▸ Work to complete: Identify all lines in the listing that include the word "light", and copy them out.
++++ Data to process
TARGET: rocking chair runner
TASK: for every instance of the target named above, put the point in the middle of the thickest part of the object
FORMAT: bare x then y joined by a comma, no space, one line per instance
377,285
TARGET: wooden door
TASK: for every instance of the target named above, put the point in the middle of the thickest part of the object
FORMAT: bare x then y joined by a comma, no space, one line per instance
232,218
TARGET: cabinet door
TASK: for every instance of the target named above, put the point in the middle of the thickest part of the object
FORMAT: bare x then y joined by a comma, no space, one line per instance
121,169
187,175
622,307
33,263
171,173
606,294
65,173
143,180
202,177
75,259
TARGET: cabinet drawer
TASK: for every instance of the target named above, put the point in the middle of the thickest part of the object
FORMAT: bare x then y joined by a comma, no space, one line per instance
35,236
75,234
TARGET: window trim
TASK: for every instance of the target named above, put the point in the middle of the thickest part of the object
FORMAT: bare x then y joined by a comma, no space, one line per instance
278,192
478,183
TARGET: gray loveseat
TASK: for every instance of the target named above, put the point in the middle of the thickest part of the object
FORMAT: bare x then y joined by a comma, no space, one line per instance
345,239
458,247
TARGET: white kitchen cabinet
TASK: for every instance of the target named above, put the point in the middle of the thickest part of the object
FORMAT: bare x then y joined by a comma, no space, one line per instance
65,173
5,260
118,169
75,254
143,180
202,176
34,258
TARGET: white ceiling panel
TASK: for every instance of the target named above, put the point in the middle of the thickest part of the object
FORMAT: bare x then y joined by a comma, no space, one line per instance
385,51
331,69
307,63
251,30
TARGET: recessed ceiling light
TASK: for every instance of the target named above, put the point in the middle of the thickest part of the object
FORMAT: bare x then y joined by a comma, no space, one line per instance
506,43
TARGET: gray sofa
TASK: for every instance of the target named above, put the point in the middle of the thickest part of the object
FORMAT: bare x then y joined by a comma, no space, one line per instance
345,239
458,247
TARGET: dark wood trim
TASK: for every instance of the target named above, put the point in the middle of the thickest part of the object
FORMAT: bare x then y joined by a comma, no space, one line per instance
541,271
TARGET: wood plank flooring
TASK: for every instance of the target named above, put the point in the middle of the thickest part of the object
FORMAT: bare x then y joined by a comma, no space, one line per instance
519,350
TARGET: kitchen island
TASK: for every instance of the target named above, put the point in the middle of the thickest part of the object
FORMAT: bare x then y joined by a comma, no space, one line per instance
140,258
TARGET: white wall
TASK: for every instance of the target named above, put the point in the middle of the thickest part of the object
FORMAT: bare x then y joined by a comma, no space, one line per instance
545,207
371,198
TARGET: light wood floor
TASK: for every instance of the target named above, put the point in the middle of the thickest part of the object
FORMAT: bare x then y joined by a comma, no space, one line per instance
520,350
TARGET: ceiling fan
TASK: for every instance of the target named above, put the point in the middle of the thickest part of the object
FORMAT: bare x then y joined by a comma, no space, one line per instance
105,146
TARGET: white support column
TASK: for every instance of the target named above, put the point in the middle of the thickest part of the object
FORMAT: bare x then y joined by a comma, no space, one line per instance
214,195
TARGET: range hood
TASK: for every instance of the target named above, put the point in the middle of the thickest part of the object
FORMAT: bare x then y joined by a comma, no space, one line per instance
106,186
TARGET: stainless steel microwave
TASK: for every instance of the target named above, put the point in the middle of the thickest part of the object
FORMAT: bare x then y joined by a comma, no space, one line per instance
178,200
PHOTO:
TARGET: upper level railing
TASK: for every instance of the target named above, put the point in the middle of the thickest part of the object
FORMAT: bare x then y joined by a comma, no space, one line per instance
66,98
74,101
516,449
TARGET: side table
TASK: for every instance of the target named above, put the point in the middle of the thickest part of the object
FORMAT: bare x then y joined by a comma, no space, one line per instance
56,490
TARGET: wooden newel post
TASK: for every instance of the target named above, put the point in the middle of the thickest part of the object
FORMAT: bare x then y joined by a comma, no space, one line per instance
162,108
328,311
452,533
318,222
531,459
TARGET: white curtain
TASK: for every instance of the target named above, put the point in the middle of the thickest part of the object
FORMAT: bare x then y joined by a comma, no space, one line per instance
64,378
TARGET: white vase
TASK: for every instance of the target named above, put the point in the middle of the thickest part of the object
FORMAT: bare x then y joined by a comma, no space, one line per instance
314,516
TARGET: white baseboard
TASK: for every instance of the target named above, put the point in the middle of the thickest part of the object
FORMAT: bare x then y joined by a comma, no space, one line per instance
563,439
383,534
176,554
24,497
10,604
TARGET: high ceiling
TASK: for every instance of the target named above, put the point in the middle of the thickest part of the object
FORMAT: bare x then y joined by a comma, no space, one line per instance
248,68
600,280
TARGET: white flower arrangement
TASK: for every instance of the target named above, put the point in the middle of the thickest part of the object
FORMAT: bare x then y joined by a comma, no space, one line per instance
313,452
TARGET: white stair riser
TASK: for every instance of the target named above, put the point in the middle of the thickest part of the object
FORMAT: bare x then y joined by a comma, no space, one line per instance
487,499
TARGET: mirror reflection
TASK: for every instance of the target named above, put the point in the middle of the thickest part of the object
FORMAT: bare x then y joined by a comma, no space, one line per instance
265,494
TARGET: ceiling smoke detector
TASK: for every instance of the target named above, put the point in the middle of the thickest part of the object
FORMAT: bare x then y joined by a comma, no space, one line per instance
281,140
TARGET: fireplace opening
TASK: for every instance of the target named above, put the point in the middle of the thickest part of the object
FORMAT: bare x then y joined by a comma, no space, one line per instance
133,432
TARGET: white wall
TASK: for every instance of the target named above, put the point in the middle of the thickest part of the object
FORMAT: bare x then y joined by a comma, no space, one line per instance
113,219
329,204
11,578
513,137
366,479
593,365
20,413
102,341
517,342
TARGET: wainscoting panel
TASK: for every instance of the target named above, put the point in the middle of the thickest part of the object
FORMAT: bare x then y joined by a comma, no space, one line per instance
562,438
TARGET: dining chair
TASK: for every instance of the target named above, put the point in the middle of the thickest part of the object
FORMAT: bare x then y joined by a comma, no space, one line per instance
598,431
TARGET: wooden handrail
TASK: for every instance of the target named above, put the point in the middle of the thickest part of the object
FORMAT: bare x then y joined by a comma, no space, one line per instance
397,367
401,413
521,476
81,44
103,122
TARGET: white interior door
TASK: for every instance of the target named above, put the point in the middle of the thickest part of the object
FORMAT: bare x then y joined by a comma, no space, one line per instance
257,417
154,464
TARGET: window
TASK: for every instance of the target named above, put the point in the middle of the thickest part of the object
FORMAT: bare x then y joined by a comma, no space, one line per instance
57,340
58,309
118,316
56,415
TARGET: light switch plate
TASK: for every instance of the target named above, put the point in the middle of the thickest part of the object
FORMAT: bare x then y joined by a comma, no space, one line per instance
++++++++
▸ The answer:
TARGET: recessed ceiling light
TARGET: light wood floor
TARGET: light switch plate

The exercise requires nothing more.